Sayfa:
********

Durun, siz kardeşsiniz...

İki kardeş, bir bar...’ Felix van Groeningen’in son çalışması ‘Belgica’yı kısaca böyle özetlemek mümkün.

Haberin Devamı

‘Çölde Kutup Ayısı’ ve ‘Kırık Çember’ gibi filmleriyle bizde de tanınan Belçikalı yönetmen, son uzun metrajlı adımında her türden müziğe ve insana açık bir bar fikri etrafında yola çıkan (bunun göstergesi de kapıdan gelen herkesi içeri almak) Jo ve ağabeyi Frank’ın büyüme, yükselme ve de nihayetinde çöküş dönemlerini anlatıyor.

 

Filmi etkileyici kılan elbette öyküsü değil; ‘Belgica’ daha çok müzik kullanımı, gece hayatının görsel ifadesi, ‘harbi’ diyalogları ve oyunculuk performanslarıyla ilgi çekici. Hikâyenin kayda değer yanı ise erkeklik hallerine vurgusu. Ama söz konusu barın büyümesiyle birlikte özellikle iki kardeşin arasına giren para ilişkisi (ki bunu ‘iktidar sorunu’ olarak da tarif etmek mümkün), baştaki ideallerden savrulmalarına zemin hazırlıyor. Öte yandan ağabeyin eşiyle, kardeşin de kız arkadaşıyla aralarındaki giderek büyüyen uçurumlar da, söz konusu çöküşü hızlandıran unsurlar olarak beliriyor. Film, belli bir noktadan sonra yoruluyor, bunu kimi Batılı eleştirmenlerin ‘Shakespeare’yen buldukları kardeşler savaşının klişelerle ilerlemesine mi bağlamak lazım bilemiyorum ama bence asıl ‘Belgica’nın kadına bakışında yer yer problemler var. Bu noktada ben de bir klişeye sığınacağım, film giderek eleştiriyor gözüktüğü durumların birer parçasına dönüşüyor.

********

Verilen malzeme:

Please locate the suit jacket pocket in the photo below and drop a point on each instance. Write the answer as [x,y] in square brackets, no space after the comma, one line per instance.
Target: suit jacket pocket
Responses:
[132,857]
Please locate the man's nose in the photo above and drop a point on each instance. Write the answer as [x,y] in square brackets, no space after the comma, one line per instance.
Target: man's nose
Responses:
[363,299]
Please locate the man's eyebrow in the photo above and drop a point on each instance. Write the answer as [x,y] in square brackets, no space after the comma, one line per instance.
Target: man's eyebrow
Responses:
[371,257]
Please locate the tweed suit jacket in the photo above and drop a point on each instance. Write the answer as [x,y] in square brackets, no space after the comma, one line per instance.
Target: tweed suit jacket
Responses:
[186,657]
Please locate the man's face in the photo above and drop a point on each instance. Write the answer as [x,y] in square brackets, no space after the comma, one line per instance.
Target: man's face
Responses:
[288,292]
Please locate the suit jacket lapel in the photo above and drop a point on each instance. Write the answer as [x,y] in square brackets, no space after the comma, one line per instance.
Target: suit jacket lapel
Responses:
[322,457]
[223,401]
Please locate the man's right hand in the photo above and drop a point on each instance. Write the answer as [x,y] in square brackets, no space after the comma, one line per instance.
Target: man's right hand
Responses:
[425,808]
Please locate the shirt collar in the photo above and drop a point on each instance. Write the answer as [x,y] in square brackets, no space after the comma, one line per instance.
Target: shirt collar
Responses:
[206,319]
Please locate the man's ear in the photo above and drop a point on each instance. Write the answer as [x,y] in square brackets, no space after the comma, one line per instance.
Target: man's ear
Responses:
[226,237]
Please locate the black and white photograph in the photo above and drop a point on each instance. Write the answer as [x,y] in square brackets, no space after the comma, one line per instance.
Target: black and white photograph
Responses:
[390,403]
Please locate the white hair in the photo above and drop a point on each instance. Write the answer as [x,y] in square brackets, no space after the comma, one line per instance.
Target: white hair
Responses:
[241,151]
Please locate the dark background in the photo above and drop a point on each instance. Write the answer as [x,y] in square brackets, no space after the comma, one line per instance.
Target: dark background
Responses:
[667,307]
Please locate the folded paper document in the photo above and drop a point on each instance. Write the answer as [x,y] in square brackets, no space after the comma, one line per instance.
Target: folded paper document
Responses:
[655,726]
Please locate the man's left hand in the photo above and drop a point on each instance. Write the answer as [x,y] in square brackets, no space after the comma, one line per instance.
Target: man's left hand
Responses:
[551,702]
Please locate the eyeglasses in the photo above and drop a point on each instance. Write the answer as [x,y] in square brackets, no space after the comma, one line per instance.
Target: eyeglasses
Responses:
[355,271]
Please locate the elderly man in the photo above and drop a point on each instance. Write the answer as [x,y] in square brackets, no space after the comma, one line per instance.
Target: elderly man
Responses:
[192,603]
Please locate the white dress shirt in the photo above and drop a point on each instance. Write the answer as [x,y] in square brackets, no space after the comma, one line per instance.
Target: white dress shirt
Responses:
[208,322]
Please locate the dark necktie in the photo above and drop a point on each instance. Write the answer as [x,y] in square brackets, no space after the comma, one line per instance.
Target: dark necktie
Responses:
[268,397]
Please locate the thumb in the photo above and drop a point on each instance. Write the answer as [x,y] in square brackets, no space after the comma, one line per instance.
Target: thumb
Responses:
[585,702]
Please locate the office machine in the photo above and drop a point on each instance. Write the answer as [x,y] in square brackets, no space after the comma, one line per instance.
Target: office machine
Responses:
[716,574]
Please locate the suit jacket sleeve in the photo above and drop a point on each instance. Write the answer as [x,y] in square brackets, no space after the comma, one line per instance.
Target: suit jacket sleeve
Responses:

********

Görev: Belgica eleştirisini kaldığı yerden sürdürün. Malzemenin Belgica eleştirisiyle bir ilgisi yoktur.

Görevin yanıtı:
 

Haberin Devamı

Sonuç? Groeningen’in önceki yapıtları kadar etkileyici olmasa da kayıtsız kalınmayacak bir çalışma ‘Belgica’. Yukarıda bahsettiğim problemleri de ihtiva ettiği göz önüne alınmalı derim. Bu arada filmin müziklerini Gent çıkışlı Soulwax grubunun yaptığını, barda bir ara kulağımıza Türkçe müziğin çalındığını, ‘Belgica’ adlı bara yine Gent’te bulunan ‘Charlatan’ adlı mekânın ilham kaynağı olduğunu da belirtelim.

 

YABANCI OLDUK ŞİMDİ...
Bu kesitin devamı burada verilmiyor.